▸ **What the task requires**:
Please update every one of the records below by swapping "in this photo" for "in this image" and keeping everything else unchanged. Leave the pictures out of your answer.

▸ **Records shown**:
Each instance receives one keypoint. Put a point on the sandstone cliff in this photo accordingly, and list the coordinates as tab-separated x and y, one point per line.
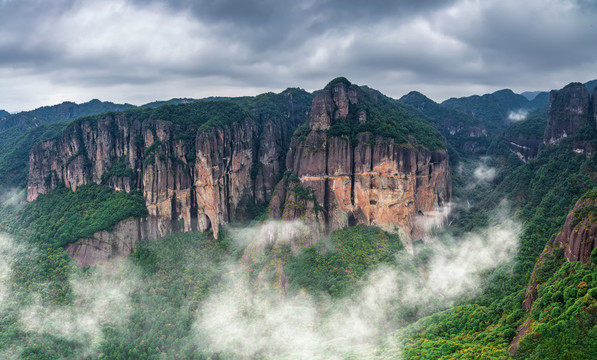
341	175
570	110
198	165
462	130
579	235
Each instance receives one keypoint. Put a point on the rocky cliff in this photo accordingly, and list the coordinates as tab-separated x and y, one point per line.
579	235
570	110
464	131
575	242
356	165
198	165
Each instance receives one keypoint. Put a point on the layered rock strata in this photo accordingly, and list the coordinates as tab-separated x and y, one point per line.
369	179
192	177
570	110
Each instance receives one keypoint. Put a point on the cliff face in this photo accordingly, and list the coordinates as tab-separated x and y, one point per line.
570	109
193	176
368	179
577	238
114	243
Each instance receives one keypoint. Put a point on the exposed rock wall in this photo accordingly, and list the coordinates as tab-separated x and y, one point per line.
569	111
579	235
369	181
117	242
191	178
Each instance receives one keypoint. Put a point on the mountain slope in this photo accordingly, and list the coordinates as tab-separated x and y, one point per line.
363	159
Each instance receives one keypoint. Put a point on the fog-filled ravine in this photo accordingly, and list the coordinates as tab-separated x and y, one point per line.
341	224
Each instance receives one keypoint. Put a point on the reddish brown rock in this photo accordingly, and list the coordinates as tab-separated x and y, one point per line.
191	177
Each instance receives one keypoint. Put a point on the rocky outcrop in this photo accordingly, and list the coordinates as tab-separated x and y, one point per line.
193	176
524	138
579	235
338	181
569	111
461	129
577	239
117	242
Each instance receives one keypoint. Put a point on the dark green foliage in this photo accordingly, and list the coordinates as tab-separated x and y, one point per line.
177	273
388	118
491	109
462	332
529	129
15	144
64	112
565	316
335	266
443	118
118	170
64	216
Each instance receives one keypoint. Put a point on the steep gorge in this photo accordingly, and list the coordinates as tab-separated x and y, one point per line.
351	167
198	165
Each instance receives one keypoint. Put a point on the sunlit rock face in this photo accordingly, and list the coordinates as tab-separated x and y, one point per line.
368	180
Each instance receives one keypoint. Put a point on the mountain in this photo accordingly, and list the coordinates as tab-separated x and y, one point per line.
571	111
353	165
493	110
66	111
199	165
173	101
203	164
530	95
255	226
462	130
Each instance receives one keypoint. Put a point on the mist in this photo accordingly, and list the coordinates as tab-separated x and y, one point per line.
101	296
518	115
247	319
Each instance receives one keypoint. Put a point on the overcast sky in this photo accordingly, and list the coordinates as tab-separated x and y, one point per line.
139	51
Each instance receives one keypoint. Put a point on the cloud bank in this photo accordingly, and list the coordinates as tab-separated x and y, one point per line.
139	51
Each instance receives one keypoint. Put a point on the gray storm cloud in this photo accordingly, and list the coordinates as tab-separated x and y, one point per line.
60	50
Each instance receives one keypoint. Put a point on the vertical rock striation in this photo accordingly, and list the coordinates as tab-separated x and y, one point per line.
366	178
194	174
570	110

▸ **Solution for this problem**:
Each instance receives one keypoint. Put a point on the sandstone cliff in this image accordingly, and list the coordinates as tab-separated x and y, one point per line.
341	175
570	110
198	165
462	130
579	235
Each instance receives one keypoint. Put a point on the rocky cliff in this image accordingly, and list the coordinates as tab-separated x and y, one point per line.
579	235
570	110
464	131
575	242
356	165
198	165
Each instance receives one keypoint. Put a point on the layered rock strata in this image accordingly, and list the coordinates as tab-separated x and y, one point per line.
369	179
192	177
570	110
Each instance receives one keypoint. Put a point on the cliff face in this image accordingly, and list the coordinates as tab-separated x and y, one point per line.
570	109
193	176
368	179
577	238
114	243
Each instance receives one keypoint. Put a point on the exposed rock wall in this image accordingly, and list the coordinates as tab-separated x and y, one point per line.
569	111
579	235
369	181
117	242
191	178
Each instance receives one keypoint. Put a point on the mountain slope in this image accordingly, and list the coordinates as tab-separated x and y, one point per line.
363	159
Each instance receives one keypoint. Put a point on the fog-filled ravine in this image accordingly, and list the coordinates as tab-separated x and y, one point per line.
341	224
Each instance receives one keypoint. Put a point on the reddish brown rock in this image accordingly, and list the coordinates as tab-separated x and y, one point per line.
191	177
Each instance receives one keypoint. Put a point on the rocky outcrop in this image accordingly, and list the coordinates as tab-separated x and y, one point per line.
193	176
524	138
579	235
338	181
569	111
461	129
577	239
117	242
Each instance receives one keypoint. Put a point on the dark green foliage in this image accordingly, and list the coordinates as tab-separated x and y, one point per line.
177	273
388	118
491	109
462	332
529	129
15	144
64	112
565	316
335	266
443	118
118	170
64	216
Each instance receives one keypoint. Put a point on the steep gorge in this image accordingly, and list the coordinates as tab-separated x and y, one point per line.
351	167
198	165
Each instance receives one keypoint. Put a point on the sunlit rock face in this image accordingly, and list the coordinates as tab-separated x and y, one point per line.
368	180
Each instance receives one keypoint. Put a point on the mountain in this image accordingly, and list the coordinates as tab-separated x and y, one point per line.
571	111
353	165
493	110
66	111
199	165
173	101
203	164
530	95
255	226
462	130
Each instance receives one keypoint. Put a point on the mist in this image accordingly, and list the coordinates as tab-separated x and y, one point per line.
101	296
518	115
247	319
Each instance receives one keypoint. Put a point on the overcast sky in this image accordingly, and list the coordinates as tab-separated x and y, one point per line.
139	51
Each instance receives one keypoint. Put a point on the cloud bank in this image accordingly, and list the coordinates as tab-separated x and y, one point per line.
139	51
Each instance receives one keypoint. Put a point on the gray storm cloud in this image accordingly, and list the coordinates as tab-separated x and y, one point per line.
60	50
Each instance receives one keypoint. Put a point on the vertical rock striation in this image accordingly, and list the coordinates as tab-separated x and y, one point per line.
366	178
194	174
570	110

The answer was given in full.